Tasks to complete -
1. In the essay on writers in prison, who edited the PEN anthology of imprisoned writers?
2. From the essay on writers in prison, copy out the part that opens with the words containing "Or perhaps it's" and closes with "your own term.".

Page -

==*==

Brodsky
Joseph, “The Writer in Prison”, New York
Times, 13/10/1996
Joseph Brodsky, the Nobel
Prize-winning poet, died last January. This essay is drawn from his foreword to
''This Prison Where I Live: The PEN Anthology of Imprisoned Writers,'' edited
by Siobhan Dowd and to be published by Cassell later this month.
Prison is essentially a shortage of space made up for by a surplus of time;
to an inmate, both are palpable. Naturally enough, this ratio -- echoing man's
situation in the universe -- is what has made incarceration an integral
metaphor of Christian metaphysics as well as practically the midwife of
literature. As regards literature, this stands, in a certain sense, to reason,
since literature is in the first place a translation of metaphysical truths
into any given vernacular.
Such translation can be attained of course even without incarceration, and
perhaps with greater accuracy. From Paul onward, however, the Christian
tradition has been relying with remarkable consistency on incarceration as a
means of revelatory transportation. Now cultures and literatures based on other
creeds and principles (if that is the word) than Christianity are doing their
utmost to catch up with their great senior -- or, in the case of the Chinese,
junior -- hoping no doubt to generate in the process their own Villons and
Dostoyevskys.
In the 20th
century imprisonment of writers practically comes with the territory. You can
hardly name a language, not to mention a country (Norway, perhaps?), whose
writers are fully exempted from the trend. Some languages and countries have
fared better, of course; others worse. Russia seems to have bested them all,
but then, as the U.S.S.R., it was a very populous empire. With its demise, the
center of this problem's gravity has shifted out of Europe, to the far eastern
and southern reaches of Asia, to Africa, to the archipelagoes of the South
Pacific. Which is not such good news, either, since those, too, are extremely
populous regions. In its refusal to discriminate, geography seems to be eager
to catch up with history.
Or perhaps it's history catching up with
geography. By and large a writer finds himself behind bars for taking sides in
the political argument that is a sure sign of history. (The absence of such
argument of course is the chief characteristic of geography.) He may even try
to comfort himself with this interpretation of his predicament, which by now
has acquired the aspect of a noble tradition. However, this interpretation
won't last him long in the cell, being too broad for his comfort -- or, more
accurately, for his discomfort. No matter what historical bell a prison may
ring, it always wakes you up -- usually at 6 in the morning -- to the
unpalatable reality of your own term.

==*==

Source excerpt -
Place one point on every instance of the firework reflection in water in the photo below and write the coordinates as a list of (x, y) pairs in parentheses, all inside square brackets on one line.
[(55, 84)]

==*==

Answers to the problems -
1. Siobhan Dowd

2.
Or perhaps it's history catching up with
geography. By and large a writer finds himself behind bars for taking sides in
the political argument that is a sure sign of history. (The absence of such
argument of course is the chief characteristic of geography.) He may even try
to comfort himself with this interpretation of his predicament, which by now
has acquired the aspect of a noble tradition. However, this interpretation
won't last him long in the cell, being too broad for his comfort -- or, more
accurately, for his discomfort. No matter what historical bell a prison may
ring, it always wakes you up -- usually at 6 in the morning -- to the
unpalatable reality of your own term.